Required work: Copy out all of the data below with no alterations.

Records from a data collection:
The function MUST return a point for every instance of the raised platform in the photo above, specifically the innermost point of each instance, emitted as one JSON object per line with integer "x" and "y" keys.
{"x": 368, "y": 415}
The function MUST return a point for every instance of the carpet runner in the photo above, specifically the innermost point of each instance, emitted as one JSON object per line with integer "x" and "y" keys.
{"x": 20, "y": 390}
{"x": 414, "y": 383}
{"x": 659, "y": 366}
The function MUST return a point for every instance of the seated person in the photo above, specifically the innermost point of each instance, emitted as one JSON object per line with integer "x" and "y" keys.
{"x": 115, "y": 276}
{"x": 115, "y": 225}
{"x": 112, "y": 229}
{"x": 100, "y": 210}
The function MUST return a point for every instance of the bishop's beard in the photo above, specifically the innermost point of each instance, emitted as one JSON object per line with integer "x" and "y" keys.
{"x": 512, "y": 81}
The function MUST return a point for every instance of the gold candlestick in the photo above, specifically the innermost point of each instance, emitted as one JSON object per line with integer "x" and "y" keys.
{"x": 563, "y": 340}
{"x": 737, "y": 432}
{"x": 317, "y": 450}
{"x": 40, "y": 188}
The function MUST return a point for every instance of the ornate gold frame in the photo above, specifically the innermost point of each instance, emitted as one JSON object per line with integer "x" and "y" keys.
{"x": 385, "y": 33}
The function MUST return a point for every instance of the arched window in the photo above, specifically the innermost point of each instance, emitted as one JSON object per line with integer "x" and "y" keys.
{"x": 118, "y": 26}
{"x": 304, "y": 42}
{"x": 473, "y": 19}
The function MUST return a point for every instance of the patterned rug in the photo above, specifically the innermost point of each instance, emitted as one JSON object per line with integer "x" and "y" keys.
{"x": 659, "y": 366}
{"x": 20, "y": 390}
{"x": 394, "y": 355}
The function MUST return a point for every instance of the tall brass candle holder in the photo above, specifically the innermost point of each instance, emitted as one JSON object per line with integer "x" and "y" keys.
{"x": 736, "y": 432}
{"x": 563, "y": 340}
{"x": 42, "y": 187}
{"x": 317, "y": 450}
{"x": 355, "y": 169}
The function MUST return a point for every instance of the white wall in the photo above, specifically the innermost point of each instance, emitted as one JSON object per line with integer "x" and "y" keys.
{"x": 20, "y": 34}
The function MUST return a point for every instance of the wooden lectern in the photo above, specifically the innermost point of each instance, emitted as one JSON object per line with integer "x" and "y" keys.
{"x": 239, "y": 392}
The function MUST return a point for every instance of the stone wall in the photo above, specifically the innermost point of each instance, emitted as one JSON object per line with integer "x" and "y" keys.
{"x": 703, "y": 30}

Task result:
The function MUST return a point for every instance of the raised platform in the photo above, specifically the innermost point of each instance, emitted as one JSON object per line with integer "x" and "y" keys.
{"x": 368, "y": 415}
The function MUST return a point for every instance of the carpet runner in the photo above, specifically the innermost point of each instance, emitted as one JSON object per line with integer "x" and "y" keys.
{"x": 20, "y": 390}
{"x": 414, "y": 383}
{"x": 659, "y": 366}
The function MUST return a point for every instance of the seated person in the photo above, specifically the innermost point of each instance, emitted as one JSON object per line with integer "x" and "y" keys.
{"x": 115, "y": 276}
{"x": 115, "y": 225}
{"x": 112, "y": 229}
{"x": 100, "y": 210}
The function MUST return a point for every instance of the bishop's beard in the photo above, specifically the innermost point of each instance, emitted as one JSON object per line with integer "x" and "y" keys.
{"x": 512, "y": 81}
The function MUST return a point for every instance of the gold candlestick in the photo above, specifically the innermost point of each instance, emitted as one JSON object per line with integer "x" and "y" keys.
{"x": 563, "y": 340}
{"x": 737, "y": 432}
{"x": 317, "y": 450}
{"x": 40, "y": 188}
The function MUST return a point for every instance of the ornate gold frame in the photo above, specifically the innermost point of each instance, emitted as one JSON object per line with integer "x" and "y" keys.
{"x": 385, "y": 33}
The function MUST return a point for every instance of the arched window in the photo above, specifically the innermost point of each instance, emitted as one JSON object per line with integer "x" and "y" keys.
{"x": 118, "y": 26}
{"x": 304, "y": 42}
{"x": 473, "y": 19}
The function MUST return a point for every instance of the patterned rug in the photo above, specifically the innermost point of each instance, emitted as one JSON object per line with integer "x" and "y" keys.
{"x": 659, "y": 366}
{"x": 20, "y": 390}
{"x": 394, "y": 355}
The function MUST return a point for every instance of the tall brass candle holder in the photo above, specifically the innermost point of each instance, emitted as one JSON object per line with integer "x" and "y" keys.
{"x": 736, "y": 432}
{"x": 563, "y": 340}
{"x": 42, "y": 187}
{"x": 317, "y": 450}
{"x": 355, "y": 169}
The function MUST return a point for every instance of the white wall in the photo above, specifically the innermost point of each instance, emitted as one JSON object per line with integer "x" and "y" keys.
{"x": 20, "y": 34}
The function MUST return a point for every instance of the wooden lectern in the photo above, specifically the innermost point of each instance, emitted as one JSON object per line with integer "x" and "y" keys.
{"x": 239, "y": 392}
The function MUST return a point for every instance of the stone wall in the photo above, specifically the innermost point of each instance, emitted as one JSON object per line with integer "x" and "y" keys.
{"x": 703, "y": 30}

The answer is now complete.